**PROBLEM REQUIREMENTS**.
Print all of the records below again, line for line and without any change.

[Excerpts from a point labeling dataset]
+++
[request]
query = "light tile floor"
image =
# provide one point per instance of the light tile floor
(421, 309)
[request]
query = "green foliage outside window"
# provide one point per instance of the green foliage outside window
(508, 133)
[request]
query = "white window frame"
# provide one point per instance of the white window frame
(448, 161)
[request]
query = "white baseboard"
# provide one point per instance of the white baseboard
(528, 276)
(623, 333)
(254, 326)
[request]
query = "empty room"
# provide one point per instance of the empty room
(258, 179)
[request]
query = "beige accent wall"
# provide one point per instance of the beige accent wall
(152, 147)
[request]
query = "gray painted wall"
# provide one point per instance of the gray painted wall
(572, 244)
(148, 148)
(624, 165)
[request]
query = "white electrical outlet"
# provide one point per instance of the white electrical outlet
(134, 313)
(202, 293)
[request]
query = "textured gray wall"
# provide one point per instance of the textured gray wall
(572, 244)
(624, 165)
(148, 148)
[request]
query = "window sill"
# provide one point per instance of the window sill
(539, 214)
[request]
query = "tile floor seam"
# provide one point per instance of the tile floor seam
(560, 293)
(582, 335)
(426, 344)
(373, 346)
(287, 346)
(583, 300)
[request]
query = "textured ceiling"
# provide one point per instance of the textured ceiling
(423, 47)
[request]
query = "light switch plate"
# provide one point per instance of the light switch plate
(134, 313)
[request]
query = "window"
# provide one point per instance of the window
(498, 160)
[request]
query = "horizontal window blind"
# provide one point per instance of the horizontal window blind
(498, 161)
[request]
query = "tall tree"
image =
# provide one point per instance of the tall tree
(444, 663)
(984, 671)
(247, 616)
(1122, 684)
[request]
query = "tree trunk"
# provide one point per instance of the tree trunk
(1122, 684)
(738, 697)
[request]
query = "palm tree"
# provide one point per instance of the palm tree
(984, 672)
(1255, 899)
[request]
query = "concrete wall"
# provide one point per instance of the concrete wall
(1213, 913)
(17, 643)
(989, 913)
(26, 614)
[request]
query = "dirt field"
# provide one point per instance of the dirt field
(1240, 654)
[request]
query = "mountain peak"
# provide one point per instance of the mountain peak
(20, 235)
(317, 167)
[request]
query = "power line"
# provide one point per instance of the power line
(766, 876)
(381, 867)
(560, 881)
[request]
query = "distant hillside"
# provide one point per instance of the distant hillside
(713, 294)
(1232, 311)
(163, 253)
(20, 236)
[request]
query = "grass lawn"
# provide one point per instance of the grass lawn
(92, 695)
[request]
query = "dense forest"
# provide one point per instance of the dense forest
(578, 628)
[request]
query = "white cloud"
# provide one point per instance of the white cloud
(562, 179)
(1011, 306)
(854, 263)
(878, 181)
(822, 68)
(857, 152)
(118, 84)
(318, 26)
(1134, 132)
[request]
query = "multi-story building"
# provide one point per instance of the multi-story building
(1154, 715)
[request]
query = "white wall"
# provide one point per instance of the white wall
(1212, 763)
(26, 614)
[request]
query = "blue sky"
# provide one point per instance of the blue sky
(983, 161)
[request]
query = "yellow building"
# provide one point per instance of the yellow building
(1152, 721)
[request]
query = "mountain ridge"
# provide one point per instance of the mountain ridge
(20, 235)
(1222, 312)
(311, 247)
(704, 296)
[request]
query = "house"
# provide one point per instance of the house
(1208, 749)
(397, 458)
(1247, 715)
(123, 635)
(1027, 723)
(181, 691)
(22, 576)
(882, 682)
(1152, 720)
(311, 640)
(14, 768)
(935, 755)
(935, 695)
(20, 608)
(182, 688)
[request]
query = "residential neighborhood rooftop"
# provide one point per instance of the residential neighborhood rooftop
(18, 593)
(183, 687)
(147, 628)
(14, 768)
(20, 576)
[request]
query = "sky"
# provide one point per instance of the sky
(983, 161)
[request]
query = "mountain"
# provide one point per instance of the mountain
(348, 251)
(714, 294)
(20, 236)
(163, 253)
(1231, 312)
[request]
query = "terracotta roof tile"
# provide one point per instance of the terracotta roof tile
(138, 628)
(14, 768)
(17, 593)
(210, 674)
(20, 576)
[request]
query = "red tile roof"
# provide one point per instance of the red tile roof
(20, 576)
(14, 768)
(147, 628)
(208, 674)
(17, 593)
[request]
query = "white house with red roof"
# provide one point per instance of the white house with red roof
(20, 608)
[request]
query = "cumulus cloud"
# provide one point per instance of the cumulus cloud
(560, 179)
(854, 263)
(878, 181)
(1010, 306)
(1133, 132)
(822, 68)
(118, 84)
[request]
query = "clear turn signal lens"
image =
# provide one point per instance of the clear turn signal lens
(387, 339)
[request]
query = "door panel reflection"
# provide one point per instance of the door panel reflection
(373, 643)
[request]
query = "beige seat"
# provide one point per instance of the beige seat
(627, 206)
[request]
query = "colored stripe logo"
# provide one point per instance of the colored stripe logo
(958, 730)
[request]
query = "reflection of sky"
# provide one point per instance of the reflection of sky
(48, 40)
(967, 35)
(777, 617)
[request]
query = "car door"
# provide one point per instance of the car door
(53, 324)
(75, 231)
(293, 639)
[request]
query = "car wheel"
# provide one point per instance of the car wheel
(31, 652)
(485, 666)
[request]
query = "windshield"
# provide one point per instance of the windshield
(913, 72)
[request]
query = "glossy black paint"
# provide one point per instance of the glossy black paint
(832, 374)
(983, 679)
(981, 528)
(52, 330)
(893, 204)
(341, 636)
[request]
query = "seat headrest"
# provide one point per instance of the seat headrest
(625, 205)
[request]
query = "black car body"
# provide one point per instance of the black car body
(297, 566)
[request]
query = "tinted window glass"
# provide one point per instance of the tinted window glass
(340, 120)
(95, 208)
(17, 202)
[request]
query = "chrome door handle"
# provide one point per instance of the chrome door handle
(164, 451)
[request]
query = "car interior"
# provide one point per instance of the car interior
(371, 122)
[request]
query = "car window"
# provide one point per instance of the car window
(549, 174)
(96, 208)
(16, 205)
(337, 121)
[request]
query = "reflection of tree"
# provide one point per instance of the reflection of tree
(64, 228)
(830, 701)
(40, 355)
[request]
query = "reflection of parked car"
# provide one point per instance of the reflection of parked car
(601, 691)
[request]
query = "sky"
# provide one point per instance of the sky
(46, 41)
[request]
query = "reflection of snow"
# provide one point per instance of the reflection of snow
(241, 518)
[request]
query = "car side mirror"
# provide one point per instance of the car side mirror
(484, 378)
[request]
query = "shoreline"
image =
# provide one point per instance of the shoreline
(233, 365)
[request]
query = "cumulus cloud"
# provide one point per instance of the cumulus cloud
+++
**REPLY TO THE EXERCISE**.
[request]
query = "light tile floor"
image =
# provide one point per instance of the light tile floor
(421, 309)
[request]
query = "green foliage outside window"
# provide one point per instance of the green foliage outside window
(508, 133)
[request]
query = "white window frame"
# provide one point per instance of the white window frame
(448, 161)
[request]
query = "white baseboard"
# provide one point per instance of the white baseboard
(528, 276)
(623, 333)
(254, 326)
[request]
query = "empty room"
# provide one point per instance of the empty room
(258, 179)
[request]
query = "beige accent wall"
# provide one point per instance of the beige accent wall
(152, 147)
[request]
query = "gray painted wall"
# provide one point per instance of the gray painted wall
(572, 244)
(148, 148)
(624, 165)
[request]
query = "white electrical outlet"
# provide one point per instance of the white electrical outlet
(134, 313)
(202, 293)
[request]
query = "textured gray wall"
# provide one point per instance of the textured gray wall
(572, 244)
(624, 165)
(148, 148)
[request]
query = "window sill"
# provide one point per instance of the window sill
(539, 214)
[request]
query = "tile floor seam"
# provide one point per instance of the tile floor seam
(560, 293)
(582, 335)
(426, 344)
(373, 346)
(287, 346)
(583, 300)
[request]
query = "textured ceiling"
# provide one point per instance of the textured ceiling
(423, 47)
[request]
query = "light switch plate"
# provide one point per instance of the light switch plate
(134, 313)
[request]
query = "window"
# provide one point per instance of the window
(498, 160)
[request]
query = "horizontal window blind"
# provide one point per instance of the horizontal window blind
(498, 161)
[request]
query = "tall tree"
image =
# provide one point per instance of the tall tree
(444, 663)
(984, 671)
(247, 616)
(1122, 684)
[request]
query = "tree trunk"
# provide one point per instance of the tree trunk
(1122, 684)
(738, 697)
[request]
query = "palm tree"
# provide one point per instance of the palm tree
(984, 672)
(1255, 899)
[request]
query = "concrete wall"
# provide one point per instance of the concrete wall
(1213, 913)
(17, 643)
(989, 913)
(26, 614)
[request]
query = "dirt field"
# provide one point per instance of the dirt field
(1240, 654)
[request]
query = "mountain peak"
# provide one point per instance of the mountain peak
(20, 235)
(317, 167)
[request]
query = "power line"
# provide one point per instance of the power line
(766, 876)
(381, 867)
(560, 881)
[request]
query = "distant hillside"
# provide one point per instance of the distant hillside
(713, 294)
(1232, 311)
(163, 253)
(20, 236)
[request]
query = "grass lawn"
# provide one point per instance of the grass lawn
(92, 695)
[request]
query = "dense forest"
# provide one point per instance of the dense forest
(578, 628)
[request]
query = "white cloud"
# provide one point per instance of the white cloud
(562, 179)
(1011, 306)
(854, 263)
(878, 181)
(822, 68)
(857, 152)
(118, 84)
(318, 26)
(1134, 132)
[request]
query = "multi-story building"
# provide one point per instance of the multi-story building
(1154, 715)
[request]
query = "white wall"
# provide one point per instance of the white wall
(1212, 763)
(26, 614)
[request]
query = "blue sky"
# provide one point per instance of the blue sky
(983, 161)
[request]
query = "yellow building"
# provide one point per instance of the yellow building
(1152, 721)
[request]
query = "mountain ridge"
# provide one point per instance of the mountain ridge
(20, 235)
(1222, 312)
(311, 247)
(704, 296)
[request]
query = "house"
# provide one point per instance of the house
(1208, 749)
(397, 458)
(1247, 715)
(123, 635)
(1027, 723)
(181, 691)
(22, 576)
(882, 682)
(1152, 720)
(311, 640)
(14, 768)
(935, 755)
(935, 695)
(20, 608)
(182, 688)
[request]
query = "residential neighborhood rooftop"
# provide one point per instance of the residential neighborhood rooftop
(18, 593)
(183, 687)
(147, 628)
(14, 768)
(20, 576)
[request]
query = "sky"
# provide one point per instance of the sky
(983, 161)
[request]
query = "mountain"
# provide one point per instance of the mountain
(348, 251)
(714, 294)
(20, 236)
(163, 253)
(1231, 312)
[request]
query = "terracotta roof tile"
# provide one point per instance of the terracotta roof tile
(138, 628)
(14, 768)
(17, 593)
(210, 674)
(20, 576)
[request]
query = "red tile roof"
# provide one point per instance of the red tile roof
(20, 576)
(14, 768)
(147, 628)
(208, 674)
(17, 593)
[request]
query = "white house with red roof"
# provide one point per instance of the white house with red roof
(20, 608)
[request]
query = "cumulus cloud"
# provide one point per instance of the cumulus cloud
(560, 179)
(854, 263)
(878, 181)
(1010, 306)
(1133, 132)
(822, 68)
(118, 84)
[request]
query = "clear turn signal lens"
image =
# provide one point per instance of the clear turn signal lens
(387, 339)
[request]
query = "door panel reflection"
# provide one point per instance of the door panel reflection
(373, 643)
[request]
query = "beige seat"
# provide one point per instance of the beige seat
(627, 206)
[request]
query = "colored stripe logo"
# provide one point per instance of the colored stripe logo
(958, 730)
[request]
query = "reflection of sky"
# provide one point per instance of the reflection of sky
(48, 40)
(967, 35)
(777, 617)
[request]
query = "car door"
# provide one point per instance of the car door
(53, 324)
(75, 231)
(293, 639)
[request]
query = "car wheel"
# provide one point per instance of the car wheel
(31, 652)
(485, 666)
[request]
query = "windshield"
# provide one point per instance of the windshield
(913, 72)
[request]
query = "glossy black paint"
# provide one point per instance of the glossy black paint
(832, 374)
(983, 679)
(981, 528)
(52, 330)
(893, 204)
(341, 636)
[request]
query = "seat headrest"
# provide one point per instance of the seat headrest
(625, 205)
[request]
query = "black car body"
# provide one point per instance of the black car body
(297, 566)
[request]
query = "tinted window glass"
# provide one point per instance of the tinted window glass
(340, 120)
(95, 208)
(17, 202)
[request]
query = "chrome door handle"
# provide one point per instance of the chrome door handle
(164, 451)
[request]
query = "car interior"
# provide one point per instance of the car interior
(371, 122)
[request]
query = "car window"
# provide one point per instance of the car window
(549, 174)
(96, 208)
(16, 205)
(337, 121)
[request]
query = "reflection of tree"
# provide one point per instance of the reflection of tree
(64, 228)
(830, 701)
(40, 355)
[request]
query = "reflection of parked car"
# provide one point per instance of the reflection of parked car
(601, 691)
[request]
query = "sky"
# provide one point per instance of the sky
(46, 41)
[request]
query = "reflection of snow"
# provide one point per instance of the reflection of snow
(241, 518)
[request]
query = "car side mirror"
# provide one point per instance of the car side mirror
(484, 378)
[request]
query = "shoreline"
image =
# provide one point per instance of the shoreline
(233, 365)
[request]
query = "cumulus cloud"
# provide one point per instance of the cumulus cloud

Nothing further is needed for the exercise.